- **Исходный фрагмент**
┄┄┄┄┄┄┄┄┄┄┄┄┄┄┄┄┄┄┄┄

Судьба проступает не в том, что нам хочется, - напротив, ее строгие черты отчетливее, когда мы сознаем, что должны вопреки хотению.

 

Итак, "самодовольный недоросль" знает, что должно быть, но, несмотря на это и даже именно поэтому, словом и делом изображает, будто убежден в обратном. Фашист обрушивается на политическую свободу именно потому, что знает: всецело и всерьез ее не может не быть, она неотменима как сущность европейской жизни и в серьезную минуту, когда нуждаться в ней будут по-настоящему, она окажется налицо. Но так уж настроен массовый человек - на капризный лад. Он ничего не делает раз навсегда, и, что бы ни делал, все у него "понарошку", как выходки маменькина сынка. Поспешная готовность его в любом деле вести себя трагически, отчаянно и безоглядно - это лишь декорация. Трагедию он разыгрывает именно потому, что не верит, будто в цивилизованном мире она может разыграться всерьез.

┄┄┄┄┄┄┄┄┄┄┄┄┄┄┄┄┄┄┄┄

- **Ваше задание**
Почему массовый человек разыгрывает трагедию, согласно исходному фрагменту выше?

- **Предоставленные данные**

┄┄┄┄┄┄┄┄┄┄┄┄┄┄┄┄┄┄┄┄

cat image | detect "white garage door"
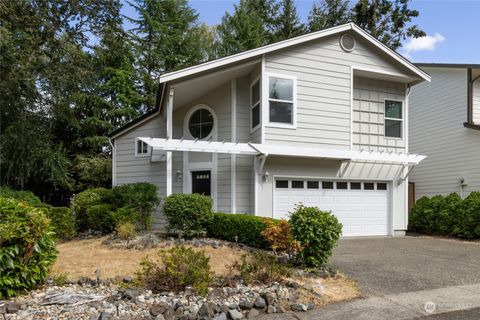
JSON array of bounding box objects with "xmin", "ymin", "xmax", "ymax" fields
[{"xmin": 274, "ymin": 179, "xmax": 389, "ymax": 236}]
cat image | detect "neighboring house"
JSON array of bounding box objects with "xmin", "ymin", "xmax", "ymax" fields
[
  {"xmin": 409, "ymin": 63, "xmax": 480, "ymax": 199},
  {"xmin": 111, "ymin": 24, "xmax": 430, "ymax": 236}
]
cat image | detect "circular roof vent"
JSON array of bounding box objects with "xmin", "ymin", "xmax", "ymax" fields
[{"xmin": 340, "ymin": 34, "xmax": 355, "ymax": 52}]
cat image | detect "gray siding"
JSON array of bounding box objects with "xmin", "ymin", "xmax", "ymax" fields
[
  {"xmin": 353, "ymin": 77, "xmax": 405, "ymax": 152},
  {"xmin": 265, "ymin": 31, "xmax": 412, "ymax": 149},
  {"xmin": 409, "ymin": 68, "xmax": 480, "ymax": 199},
  {"xmin": 115, "ymin": 116, "xmax": 166, "ymax": 195},
  {"xmin": 472, "ymin": 78, "xmax": 480, "ymax": 124}
]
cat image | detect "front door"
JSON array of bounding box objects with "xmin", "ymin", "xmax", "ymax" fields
[{"xmin": 192, "ymin": 170, "xmax": 211, "ymax": 196}]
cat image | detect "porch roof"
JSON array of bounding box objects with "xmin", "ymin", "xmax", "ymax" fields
[{"xmin": 138, "ymin": 137, "xmax": 426, "ymax": 165}]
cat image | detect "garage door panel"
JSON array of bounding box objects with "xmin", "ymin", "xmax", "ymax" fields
[{"xmin": 275, "ymin": 179, "xmax": 389, "ymax": 236}]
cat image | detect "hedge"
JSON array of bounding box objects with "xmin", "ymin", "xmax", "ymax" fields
[
  {"xmin": 206, "ymin": 212, "xmax": 278, "ymax": 249},
  {"xmin": 408, "ymin": 192, "xmax": 480, "ymax": 239}
]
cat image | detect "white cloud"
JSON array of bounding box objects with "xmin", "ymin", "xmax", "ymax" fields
[{"xmin": 403, "ymin": 33, "xmax": 445, "ymax": 56}]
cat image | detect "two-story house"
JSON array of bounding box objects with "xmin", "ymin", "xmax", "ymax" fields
[
  {"xmin": 111, "ymin": 24, "xmax": 430, "ymax": 236},
  {"xmin": 409, "ymin": 63, "xmax": 480, "ymax": 199}
]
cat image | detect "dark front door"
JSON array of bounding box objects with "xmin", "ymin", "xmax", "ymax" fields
[{"xmin": 192, "ymin": 170, "xmax": 211, "ymax": 196}]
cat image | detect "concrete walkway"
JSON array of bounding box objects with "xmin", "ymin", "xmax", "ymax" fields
[{"xmin": 258, "ymin": 284, "xmax": 480, "ymax": 320}]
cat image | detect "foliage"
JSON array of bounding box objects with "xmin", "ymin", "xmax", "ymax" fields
[
  {"xmin": 234, "ymin": 251, "xmax": 291, "ymax": 284},
  {"xmin": 45, "ymin": 207, "xmax": 77, "ymax": 240},
  {"xmin": 262, "ymin": 219, "xmax": 301, "ymax": 257},
  {"xmin": 137, "ymin": 246, "xmax": 213, "ymax": 296},
  {"xmin": 115, "ymin": 222, "xmax": 137, "ymax": 240},
  {"xmin": 289, "ymin": 205, "xmax": 342, "ymax": 268},
  {"xmin": 163, "ymin": 194, "xmax": 212, "ymax": 236},
  {"xmin": 0, "ymin": 197, "xmax": 56, "ymax": 299},
  {"xmin": 207, "ymin": 212, "xmax": 276, "ymax": 249}
]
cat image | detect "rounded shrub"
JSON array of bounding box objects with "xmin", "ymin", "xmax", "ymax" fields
[
  {"xmin": 289, "ymin": 205, "xmax": 342, "ymax": 267},
  {"xmin": 163, "ymin": 194, "xmax": 212, "ymax": 236},
  {"xmin": 0, "ymin": 197, "xmax": 57, "ymax": 300}
]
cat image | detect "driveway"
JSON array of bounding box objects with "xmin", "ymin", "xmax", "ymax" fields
[{"xmin": 331, "ymin": 236, "xmax": 480, "ymax": 297}]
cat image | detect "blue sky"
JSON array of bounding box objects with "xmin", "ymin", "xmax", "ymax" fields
[{"xmin": 122, "ymin": 0, "xmax": 480, "ymax": 63}]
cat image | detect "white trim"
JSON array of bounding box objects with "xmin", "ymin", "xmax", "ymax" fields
[
  {"xmin": 160, "ymin": 23, "xmax": 430, "ymax": 83},
  {"xmin": 265, "ymin": 72, "xmax": 297, "ymax": 129},
  {"xmin": 383, "ymin": 98, "xmax": 405, "ymax": 140},
  {"xmin": 230, "ymin": 79, "xmax": 237, "ymax": 213},
  {"xmin": 183, "ymin": 103, "xmax": 218, "ymax": 140},
  {"xmin": 250, "ymin": 75, "xmax": 262, "ymax": 133}
]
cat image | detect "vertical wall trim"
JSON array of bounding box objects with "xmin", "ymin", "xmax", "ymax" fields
[
  {"xmin": 230, "ymin": 79, "xmax": 237, "ymax": 213},
  {"xmin": 166, "ymin": 88, "xmax": 174, "ymax": 196}
]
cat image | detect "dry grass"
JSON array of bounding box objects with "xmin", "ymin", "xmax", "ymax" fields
[
  {"xmin": 52, "ymin": 238, "xmax": 245, "ymax": 280},
  {"xmin": 52, "ymin": 238, "xmax": 360, "ymax": 306}
]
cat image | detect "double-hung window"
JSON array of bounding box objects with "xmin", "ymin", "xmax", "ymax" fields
[
  {"xmin": 268, "ymin": 76, "xmax": 295, "ymax": 126},
  {"xmin": 135, "ymin": 139, "xmax": 150, "ymax": 157},
  {"xmin": 250, "ymin": 79, "xmax": 261, "ymax": 130},
  {"xmin": 385, "ymin": 100, "xmax": 403, "ymax": 138}
]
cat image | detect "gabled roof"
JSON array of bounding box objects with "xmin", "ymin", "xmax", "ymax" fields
[{"xmin": 160, "ymin": 23, "xmax": 430, "ymax": 83}]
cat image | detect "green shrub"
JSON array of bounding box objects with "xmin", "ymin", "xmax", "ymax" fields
[
  {"xmin": 115, "ymin": 222, "xmax": 137, "ymax": 240},
  {"xmin": 72, "ymin": 188, "xmax": 111, "ymax": 232},
  {"xmin": 207, "ymin": 212, "xmax": 278, "ymax": 249},
  {"xmin": 234, "ymin": 252, "xmax": 291, "ymax": 284},
  {"xmin": 0, "ymin": 197, "xmax": 56, "ymax": 299},
  {"xmin": 163, "ymin": 194, "xmax": 212, "ymax": 236},
  {"xmin": 289, "ymin": 205, "xmax": 342, "ymax": 267},
  {"xmin": 45, "ymin": 207, "xmax": 77, "ymax": 239},
  {"xmin": 137, "ymin": 246, "xmax": 213, "ymax": 296}
]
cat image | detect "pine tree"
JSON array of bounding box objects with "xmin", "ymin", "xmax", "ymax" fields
[{"xmin": 273, "ymin": 0, "xmax": 305, "ymax": 42}]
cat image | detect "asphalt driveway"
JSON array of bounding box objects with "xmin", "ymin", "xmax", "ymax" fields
[{"xmin": 330, "ymin": 236, "xmax": 480, "ymax": 297}]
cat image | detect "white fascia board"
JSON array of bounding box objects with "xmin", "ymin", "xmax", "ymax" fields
[
  {"xmin": 138, "ymin": 138, "xmax": 259, "ymax": 156},
  {"xmin": 160, "ymin": 23, "xmax": 431, "ymax": 83}
]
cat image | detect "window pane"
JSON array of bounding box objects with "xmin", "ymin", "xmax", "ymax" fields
[
  {"xmin": 307, "ymin": 181, "xmax": 319, "ymax": 189},
  {"xmin": 385, "ymin": 119, "xmax": 402, "ymax": 138},
  {"xmin": 363, "ymin": 182, "xmax": 375, "ymax": 190},
  {"xmin": 270, "ymin": 101, "xmax": 293, "ymax": 124},
  {"xmin": 252, "ymin": 80, "xmax": 260, "ymax": 106},
  {"xmin": 269, "ymin": 77, "xmax": 293, "ymax": 101},
  {"xmin": 350, "ymin": 182, "xmax": 362, "ymax": 190},
  {"xmin": 322, "ymin": 181, "xmax": 333, "ymax": 189},
  {"xmin": 252, "ymin": 104, "xmax": 260, "ymax": 129},
  {"xmin": 275, "ymin": 180, "xmax": 288, "ymax": 189},
  {"xmin": 292, "ymin": 180, "xmax": 303, "ymax": 189},
  {"xmin": 377, "ymin": 182, "xmax": 387, "ymax": 190},
  {"xmin": 337, "ymin": 182, "xmax": 348, "ymax": 189},
  {"xmin": 385, "ymin": 100, "xmax": 402, "ymax": 119}
]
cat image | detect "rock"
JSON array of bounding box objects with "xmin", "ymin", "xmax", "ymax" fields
[
  {"xmin": 98, "ymin": 312, "xmax": 113, "ymax": 320},
  {"xmin": 290, "ymin": 303, "xmax": 308, "ymax": 311},
  {"xmin": 247, "ymin": 309, "xmax": 260, "ymax": 319},
  {"xmin": 197, "ymin": 302, "xmax": 215, "ymax": 319},
  {"xmin": 253, "ymin": 297, "xmax": 267, "ymax": 309},
  {"xmin": 307, "ymin": 301, "xmax": 315, "ymax": 310},
  {"xmin": 228, "ymin": 309, "xmax": 243, "ymax": 320},
  {"xmin": 150, "ymin": 302, "xmax": 170, "ymax": 317},
  {"xmin": 262, "ymin": 292, "xmax": 277, "ymax": 306},
  {"xmin": 6, "ymin": 302, "xmax": 20, "ymax": 313},
  {"xmin": 238, "ymin": 300, "xmax": 253, "ymax": 310}
]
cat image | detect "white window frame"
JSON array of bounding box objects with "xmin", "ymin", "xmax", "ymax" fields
[
  {"xmin": 250, "ymin": 76, "xmax": 262, "ymax": 133},
  {"xmin": 383, "ymin": 98, "xmax": 405, "ymax": 140},
  {"xmin": 135, "ymin": 138, "xmax": 151, "ymax": 158},
  {"xmin": 262, "ymin": 73, "xmax": 297, "ymax": 129}
]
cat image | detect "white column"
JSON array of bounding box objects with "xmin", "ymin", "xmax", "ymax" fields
[
  {"xmin": 230, "ymin": 79, "xmax": 237, "ymax": 213},
  {"xmin": 166, "ymin": 88, "xmax": 173, "ymax": 196}
]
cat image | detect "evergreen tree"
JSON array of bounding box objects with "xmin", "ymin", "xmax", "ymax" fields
[
  {"xmin": 273, "ymin": 0, "xmax": 305, "ymax": 42},
  {"xmin": 308, "ymin": 0, "xmax": 351, "ymax": 32},
  {"xmin": 129, "ymin": 0, "xmax": 204, "ymax": 109}
]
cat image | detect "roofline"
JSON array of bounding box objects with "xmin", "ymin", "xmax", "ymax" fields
[
  {"xmin": 414, "ymin": 62, "xmax": 480, "ymax": 69},
  {"xmin": 160, "ymin": 22, "xmax": 431, "ymax": 83}
]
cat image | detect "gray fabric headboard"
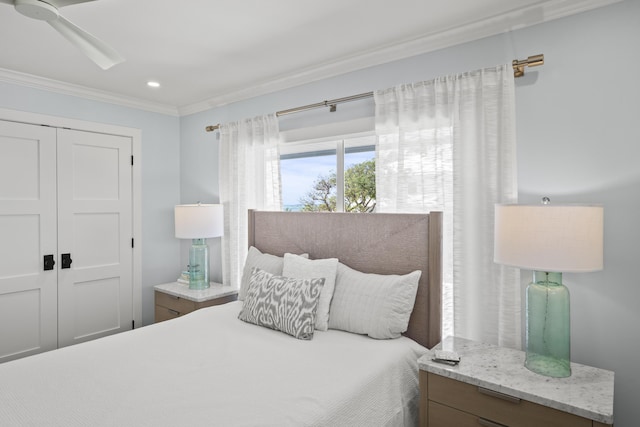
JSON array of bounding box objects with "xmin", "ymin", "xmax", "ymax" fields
[{"xmin": 249, "ymin": 210, "xmax": 442, "ymax": 348}]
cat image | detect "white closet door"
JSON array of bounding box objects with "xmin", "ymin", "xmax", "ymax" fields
[
  {"xmin": 0, "ymin": 121, "xmax": 58, "ymax": 362},
  {"xmin": 58, "ymin": 129, "xmax": 133, "ymax": 347}
]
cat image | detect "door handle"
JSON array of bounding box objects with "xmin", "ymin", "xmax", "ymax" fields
[
  {"xmin": 60, "ymin": 254, "xmax": 73, "ymax": 268},
  {"xmin": 44, "ymin": 255, "xmax": 56, "ymax": 271}
]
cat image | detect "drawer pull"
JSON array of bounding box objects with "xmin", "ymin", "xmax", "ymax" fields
[
  {"xmin": 478, "ymin": 418, "xmax": 507, "ymax": 427},
  {"xmin": 478, "ymin": 387, "xmax": 520, "ymax": 403}
]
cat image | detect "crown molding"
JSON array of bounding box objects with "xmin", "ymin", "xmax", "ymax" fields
[
  {"xmin": 0, "ymin": 68, "xmax": 178, "ymax": 116},
  {"xmin": 0, "ymin": 0, "xmax": 622, "ymax": 116},
  {"xmin": 178, "ymin": 0, "xmax": 622, "ymax": 116}
]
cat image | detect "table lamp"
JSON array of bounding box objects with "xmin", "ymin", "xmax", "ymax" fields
[
  {"xmin": 494, "ymin": 198, "xmax": 604, "ymax": 378},
  {"xmin": 174, "ymin": 203, "xmax": 224, "ymax": 289}
]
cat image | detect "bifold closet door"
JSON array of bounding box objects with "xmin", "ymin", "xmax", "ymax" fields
[
  {"xmin": 57, "ymin": 129, "xmax": 133, "ymax": 347},
  {"xmin": 0, "ymin": 120, "xmax": 58, "ymax": 362}
]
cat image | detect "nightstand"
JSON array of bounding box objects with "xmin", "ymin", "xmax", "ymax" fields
[
  {"xmin": 153, "ymin": 282, "xmax": 238, "ymax": 322},
  {"xmin": 418, "ymin": 337, "xmax": 614, "ymax": 427}
]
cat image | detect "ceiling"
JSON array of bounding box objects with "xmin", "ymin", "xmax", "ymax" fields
[{"xmin": 0, "ymin": 0, "xmax": 618, "ymax": 115}]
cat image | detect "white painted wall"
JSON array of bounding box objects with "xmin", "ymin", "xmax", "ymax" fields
[
  {"xmin": 0, "ymin": 83, "xmax": 180, "ymax": 325},
  {"xmin": 181, "ymin": 0, "xmax": 640, "ymax": 427}
]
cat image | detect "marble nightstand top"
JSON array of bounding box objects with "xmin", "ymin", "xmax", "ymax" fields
[
  {"xmin": 153, "ymin": 282, "xmax": 238, "ymax": 302},
  {"xmin": 418, "ymin": 337, "xmax": 614, "ymax": 424}
]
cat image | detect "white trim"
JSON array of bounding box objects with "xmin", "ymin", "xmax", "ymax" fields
[
  {"xmin": 0, "ymin": 0, "xmax": 622, "ymax": 116},
  {"xmin": 0, "ymin": 108, "xmax": 142, "ymax": 327},
  {"xmin": 0, "ymin": 68, "xmax": 178, "ymax": 116},
  {"xmin": 178, "ymin": 0, "xmax": 622, "ymax": 116}
]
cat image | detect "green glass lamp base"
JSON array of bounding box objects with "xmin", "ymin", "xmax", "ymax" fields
[
  {"xmin": 189, "ymin": 239, "xmax": 209, "ymax": 289},
  {"xmin": 524, "ymin": 271, "xmax": 571, "ymax": 378}
]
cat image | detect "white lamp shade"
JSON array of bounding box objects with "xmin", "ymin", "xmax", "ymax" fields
[
  {"xmin": 174, "ymin": 204, "xmax": 224, "ymax": 239},
  {"xmin": 494, "ymin": 205, "xmax": 604, "ymax": 273}
]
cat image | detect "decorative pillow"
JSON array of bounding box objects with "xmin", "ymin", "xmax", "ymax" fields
[
  {"xmin": 282, "ymin": 254, "xmax": 338, "ymax": 331},
  {"xmin": 329, "ymin": 263, "xmax": 422, "ymax": 339},
  {"xmin": 238, "ymin": 246, "xmax": 309, "ymax": 301},
  {"xmin": 238, "ymin": 267, "xmax": 324, "ymax": 340}
]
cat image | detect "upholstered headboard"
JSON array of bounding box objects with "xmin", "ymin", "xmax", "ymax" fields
[{"xmin": 249, "ymin": 211, "xmax": 442, "ymax": 348}]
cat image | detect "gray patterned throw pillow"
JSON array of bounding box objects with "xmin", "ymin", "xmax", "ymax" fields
[{"xmin": 238, "ymin": 267, "xmax": 324, "ymax": 340}]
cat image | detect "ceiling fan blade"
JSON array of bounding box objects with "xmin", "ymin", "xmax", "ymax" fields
[
  {"xmin": 48, "ymin": 0, "xmax": 95, "ymax": 8},
  {"xmin": 47, "ymin": 16, "xmax": 124, "ymax": 70}
]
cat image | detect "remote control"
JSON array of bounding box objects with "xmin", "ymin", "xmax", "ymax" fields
[{"xmin": 432, "ymin": 350, "xmax": 460, "ymax": 366}]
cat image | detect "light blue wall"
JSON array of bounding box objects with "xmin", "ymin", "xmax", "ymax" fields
[
  {"xmin": 0, "ymin": 83, "xmax": 180, "ymax": 325},
  {"xmin": 0, "ymin": 0, "xmax": 640, "ymax": 427},
  {"xmin": 181, "ymin": 0, "xmax": 640, "ymax": 427}
]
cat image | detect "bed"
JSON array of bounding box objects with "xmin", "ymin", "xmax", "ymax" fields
[{"xmin": 0, "ymin": 211, "xmax": 442, "ymax": 427}]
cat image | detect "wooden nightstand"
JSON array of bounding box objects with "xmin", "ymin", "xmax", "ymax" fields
[
  {"xmin": 418, "ymin": 337, "xmax": 614, "ymax": 427},
  {"xmin": 154, "ymin": 282, "xmax": 238, "ymax": 322}
]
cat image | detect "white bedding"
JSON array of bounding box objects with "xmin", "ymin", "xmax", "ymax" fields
[{"xmin": 0, "ymin": 302, "xmax": 426, "ymax": 427}]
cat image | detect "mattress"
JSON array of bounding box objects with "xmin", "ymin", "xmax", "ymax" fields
[{"xmin": 0, "ymin": 302, "xmax": 426, "ymax": 427}]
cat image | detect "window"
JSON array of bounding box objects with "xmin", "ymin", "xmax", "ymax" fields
[{"xmin": 280, "ymin": 135, "xmax": 376, "ymax": 212}]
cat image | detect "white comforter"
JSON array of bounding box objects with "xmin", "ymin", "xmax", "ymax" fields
[{"xmin": 0, "ymin": 302, "xmax": 425, "ymax": 427}]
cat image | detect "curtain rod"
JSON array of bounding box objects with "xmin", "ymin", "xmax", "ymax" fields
[{"xmin": 205, "ymin": 54, "xmax": 544, "ymax": 132}]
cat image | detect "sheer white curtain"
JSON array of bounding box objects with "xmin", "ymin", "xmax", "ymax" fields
[
  {"xmin": 374, "ymin": 65, "xmax": 521, "ymax": 348},
  {"xmin": 218, "ymin": 114, "xmax": 282, "ymax": 286}
]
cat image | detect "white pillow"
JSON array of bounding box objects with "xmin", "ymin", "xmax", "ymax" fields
[
  {"xmin": 282, "ymin": 254, "xmax": 338, "ymax": 331},
  {"xmin": 329, "ymin": 263, "xmax": 422, "ymax": 339},
  {"xmin": 238, "ymin": 246, "xmax": 309, "ymax": 301}
]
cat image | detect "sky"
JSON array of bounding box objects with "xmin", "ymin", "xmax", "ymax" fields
[{"xmin": 280, "ymin": 152, "xmax": 375, "ymax": 206}]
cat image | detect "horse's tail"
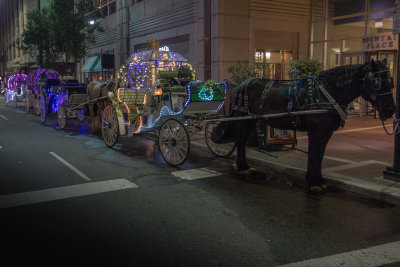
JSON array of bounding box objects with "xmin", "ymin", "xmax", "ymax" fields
[
  {"xmin": 229, "ymin": 78, "xmax": 259, "ymax": 116},
  {"xmin": 211, "ymin": 121, "xmax": 235, "ymax": 144}
]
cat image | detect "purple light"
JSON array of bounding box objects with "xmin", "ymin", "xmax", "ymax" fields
[{"xmin": 28, "ymin": 69, "xmax": 59, "ymax": 92}]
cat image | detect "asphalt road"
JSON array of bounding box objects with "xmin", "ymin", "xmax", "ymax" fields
[{"xmin": 0, "ymin": 97, "xmax": 400, "ymax": 266}]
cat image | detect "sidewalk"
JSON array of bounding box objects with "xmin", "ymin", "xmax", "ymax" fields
[{"xmin": 191, "ymin": 116, "xmax": 400, "ymax": 205}]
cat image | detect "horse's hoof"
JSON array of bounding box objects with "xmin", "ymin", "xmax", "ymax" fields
[
  {"xmin": 239, "ymin": 169, "xmax": 251, "ymax": 176},
  {"xmin": 321, "ymin": 184, "xmax": 328, "ymax": 190}
]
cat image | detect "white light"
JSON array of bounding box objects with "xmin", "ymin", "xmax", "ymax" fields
[
  {"xmin": 158, "ymin": 45, "xmax": 169, "ymax": 52},
  {"xmin": 375, "ymin": 21, "xmax": 383, "ymax": 28}
]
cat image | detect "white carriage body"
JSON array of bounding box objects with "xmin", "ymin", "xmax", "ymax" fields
[{"xmin": 5, "ymin": 73, "xmax": 27, "ymax": 104}]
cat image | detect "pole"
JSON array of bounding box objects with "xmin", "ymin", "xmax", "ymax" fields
[
  {"xmin": 383, "ymin": 16, "xmax": 400, "ymax": 181},
  {"xmin": 100, "ymin": 48, "xmax": 104, "ymax": 81}
]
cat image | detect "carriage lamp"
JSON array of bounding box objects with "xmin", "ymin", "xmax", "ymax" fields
[{"xmin": 154, "ymin": 87, "xmax": 162, "ymax": 95}]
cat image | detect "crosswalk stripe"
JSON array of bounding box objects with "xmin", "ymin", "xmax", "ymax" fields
[
  {"xmin": 171, "ymin": 168, "xmax": 221, "ymax": 180},
  {"xmin": 0, "ymin": 179, "xmax": 138, "ymax": 209},
  {"xmin": 281, "ymin": 241, "xmax": 400, "ymax": 267}
]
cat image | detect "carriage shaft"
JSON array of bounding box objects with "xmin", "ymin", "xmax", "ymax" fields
[{"xmin": 204, "ymin": 109, "xmax": 329, "ymax": 122}]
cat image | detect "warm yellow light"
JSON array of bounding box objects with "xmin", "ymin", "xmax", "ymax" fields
[{"xmin": 154, "ymin": 88, "xmax": 162, "ymax": 95}]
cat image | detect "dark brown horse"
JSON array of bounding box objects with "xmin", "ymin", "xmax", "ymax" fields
[
  {"xmin": 87, "ymin": 81, "xmax": 114, "ymax": 133},
  {"xmin": 216, "ymin": 60, "xmax": 395, "ymax": 192}
]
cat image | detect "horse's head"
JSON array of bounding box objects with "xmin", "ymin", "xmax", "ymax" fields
[{"xmin": 361, "ymin": 59, "xmax": 395, "ymax": 120}]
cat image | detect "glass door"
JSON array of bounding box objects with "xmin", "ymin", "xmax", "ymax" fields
[{"xmin": 342, "ymin": 53, "xmax": 365, "ymax": 116}]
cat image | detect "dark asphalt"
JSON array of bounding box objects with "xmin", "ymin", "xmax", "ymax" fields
[{"xmin": 0, "ymin": 97, "xmax": 400, "ymax": 266}]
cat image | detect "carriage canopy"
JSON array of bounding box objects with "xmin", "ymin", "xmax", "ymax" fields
[
  {"xmin": 118, "ymin": 50, "xmax": 195, "ymax": 90},
  {"xmin": 7, "ymin": 73, "xmax": 27, "ymax": 90}
]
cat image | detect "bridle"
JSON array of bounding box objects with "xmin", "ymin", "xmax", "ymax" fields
[{"xmin": 363, "ymin": 70, "xmax": 400, "ymax": 135}]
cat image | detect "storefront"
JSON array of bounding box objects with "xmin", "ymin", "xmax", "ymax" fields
[{"xmin": 310, "ymin": 0, "xmax": 397, "ymax": 116}]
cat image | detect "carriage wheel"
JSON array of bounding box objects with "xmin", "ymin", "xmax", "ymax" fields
[
  {"xmin": 204, "ymin": 122, "xmax": 236, "ymax": 158},
  {"xmin": 57, "ymin": 105, "xmax": 67, "ymax": 129},
  {"xmin": 34, "ymin": 98, "xmax": 40, "ymax": 116},
  {"xmin": 158, "ymin": 119, "xmax": 190, "ymax": 166},
  {"xmin": 25, "ymin": 95, "xmax": 31, "ymax": 113},
  {"xmin": 40, "ymin": 94, "xmax": 47, "ymax": 124},
  {"xmin": 76, "ymin": 109, "xmax": 85, "ymax": 122},
  {"xmin": 101, "ymin": 105, "xmax": 118, "ymax": 147}
]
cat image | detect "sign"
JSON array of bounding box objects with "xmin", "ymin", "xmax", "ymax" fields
[
  {"xmin": 363, "ymin": 32, "xmax": 398, "ymax": 52},
  {"xmin": 158, "ymin": 45, "xmax": 169, "ymax": 52},
  {"xmin": 266, "ymin": 126, "xmax": 296, "ymax": 145},
  {"xmin": 393, "ymin": 2, "xmax": 400, "ymax": 34}
]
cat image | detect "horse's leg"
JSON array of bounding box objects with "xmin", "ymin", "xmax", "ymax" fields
[
  {"xmin": 306, "ymin": 127, "xmax": 334, "ymax": 192},
  {"xmin": 89, "ymin": 104, "xmax": 96, "ymax": 133},
  {"xmin": 234, "ymin": 120, "xmax": 257, "ymax": 174}
]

┄┄┄┄┄┄┄┄┄┄┄┄┄┄┄┄┄┄┄┄

- **Полное решение**
Потому что он не верит, будто в цивилизованном мире трагедия может разыграться всерьез.